**Set exercise:** Locate every line in the data below that contains the string "bird" and copy each of those lines. Case counts, so a line matches only if the capitalization is the same.

-- Start of Rows --

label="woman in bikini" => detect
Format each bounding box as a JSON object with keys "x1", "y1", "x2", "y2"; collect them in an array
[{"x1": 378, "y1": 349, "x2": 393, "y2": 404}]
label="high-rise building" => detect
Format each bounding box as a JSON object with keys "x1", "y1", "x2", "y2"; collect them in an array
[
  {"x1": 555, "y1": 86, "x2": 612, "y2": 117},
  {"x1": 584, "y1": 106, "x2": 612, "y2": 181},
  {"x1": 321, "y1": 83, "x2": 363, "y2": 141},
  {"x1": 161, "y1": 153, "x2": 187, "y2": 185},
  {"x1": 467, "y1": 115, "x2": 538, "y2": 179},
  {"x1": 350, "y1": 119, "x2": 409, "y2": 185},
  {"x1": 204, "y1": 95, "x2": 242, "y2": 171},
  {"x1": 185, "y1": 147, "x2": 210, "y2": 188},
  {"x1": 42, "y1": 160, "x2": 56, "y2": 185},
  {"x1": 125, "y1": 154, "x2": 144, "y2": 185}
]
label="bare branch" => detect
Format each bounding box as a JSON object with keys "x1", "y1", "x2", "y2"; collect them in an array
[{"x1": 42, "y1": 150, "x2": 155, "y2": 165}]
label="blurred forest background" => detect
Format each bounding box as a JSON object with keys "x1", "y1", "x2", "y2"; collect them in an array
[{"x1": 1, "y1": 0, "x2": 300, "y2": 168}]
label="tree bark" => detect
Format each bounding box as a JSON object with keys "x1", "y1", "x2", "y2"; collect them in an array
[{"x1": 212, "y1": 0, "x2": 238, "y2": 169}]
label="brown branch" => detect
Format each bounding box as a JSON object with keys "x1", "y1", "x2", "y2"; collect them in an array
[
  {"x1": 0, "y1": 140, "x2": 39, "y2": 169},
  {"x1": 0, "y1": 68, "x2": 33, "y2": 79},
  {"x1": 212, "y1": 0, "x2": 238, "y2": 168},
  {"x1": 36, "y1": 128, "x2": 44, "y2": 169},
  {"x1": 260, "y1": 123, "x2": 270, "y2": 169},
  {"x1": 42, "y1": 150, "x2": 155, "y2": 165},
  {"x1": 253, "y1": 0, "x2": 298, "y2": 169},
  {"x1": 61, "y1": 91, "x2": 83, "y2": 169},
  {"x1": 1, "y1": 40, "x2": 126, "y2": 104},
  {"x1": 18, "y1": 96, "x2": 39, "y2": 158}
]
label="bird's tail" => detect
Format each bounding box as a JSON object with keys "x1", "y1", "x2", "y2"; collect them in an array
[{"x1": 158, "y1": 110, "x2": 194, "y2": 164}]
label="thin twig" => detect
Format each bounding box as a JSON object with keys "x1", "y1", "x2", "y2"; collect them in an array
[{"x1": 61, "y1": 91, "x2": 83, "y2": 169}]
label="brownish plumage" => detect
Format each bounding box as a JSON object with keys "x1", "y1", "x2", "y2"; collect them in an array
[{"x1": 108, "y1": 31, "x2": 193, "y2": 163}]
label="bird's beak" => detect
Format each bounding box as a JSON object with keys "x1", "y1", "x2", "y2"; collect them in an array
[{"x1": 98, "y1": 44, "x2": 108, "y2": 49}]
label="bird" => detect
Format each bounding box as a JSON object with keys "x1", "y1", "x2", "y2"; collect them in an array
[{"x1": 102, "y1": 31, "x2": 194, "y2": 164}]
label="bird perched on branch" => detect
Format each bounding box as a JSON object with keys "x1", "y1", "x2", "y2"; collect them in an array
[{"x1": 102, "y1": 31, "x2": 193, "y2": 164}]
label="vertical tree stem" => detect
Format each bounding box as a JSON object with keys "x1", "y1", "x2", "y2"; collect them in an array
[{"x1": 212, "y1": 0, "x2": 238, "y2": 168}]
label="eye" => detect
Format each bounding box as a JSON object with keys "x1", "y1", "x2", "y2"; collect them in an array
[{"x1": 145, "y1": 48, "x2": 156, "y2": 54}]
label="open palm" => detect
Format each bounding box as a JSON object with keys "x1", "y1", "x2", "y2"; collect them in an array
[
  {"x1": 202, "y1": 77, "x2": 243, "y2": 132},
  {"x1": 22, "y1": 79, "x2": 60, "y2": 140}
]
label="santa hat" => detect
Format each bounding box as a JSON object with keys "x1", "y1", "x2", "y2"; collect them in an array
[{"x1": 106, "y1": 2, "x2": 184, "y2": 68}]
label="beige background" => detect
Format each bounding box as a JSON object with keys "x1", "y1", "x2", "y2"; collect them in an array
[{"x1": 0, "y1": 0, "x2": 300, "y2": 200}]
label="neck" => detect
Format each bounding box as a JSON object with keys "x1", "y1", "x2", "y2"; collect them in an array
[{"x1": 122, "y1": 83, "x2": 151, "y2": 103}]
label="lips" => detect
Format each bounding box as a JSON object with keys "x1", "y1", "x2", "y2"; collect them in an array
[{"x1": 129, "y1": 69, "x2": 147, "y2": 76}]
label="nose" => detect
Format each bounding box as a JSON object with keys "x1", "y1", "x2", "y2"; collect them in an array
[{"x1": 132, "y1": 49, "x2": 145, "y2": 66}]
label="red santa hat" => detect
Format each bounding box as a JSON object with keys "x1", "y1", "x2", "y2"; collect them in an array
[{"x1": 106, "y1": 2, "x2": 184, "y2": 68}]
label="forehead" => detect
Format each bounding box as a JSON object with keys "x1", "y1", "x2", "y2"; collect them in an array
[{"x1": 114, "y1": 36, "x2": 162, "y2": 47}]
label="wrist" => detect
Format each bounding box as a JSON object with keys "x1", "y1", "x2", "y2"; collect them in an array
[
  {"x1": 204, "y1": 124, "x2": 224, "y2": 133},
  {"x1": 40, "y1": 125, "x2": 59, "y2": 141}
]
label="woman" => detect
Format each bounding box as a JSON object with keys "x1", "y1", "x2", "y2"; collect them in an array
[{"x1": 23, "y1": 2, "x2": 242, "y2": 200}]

-- End of Rows --

**Answer to the problem:**
label="bird's tail" => detect
label="bird's beak" => detect
label="bird" => detect
label="bird perched on branch" => detect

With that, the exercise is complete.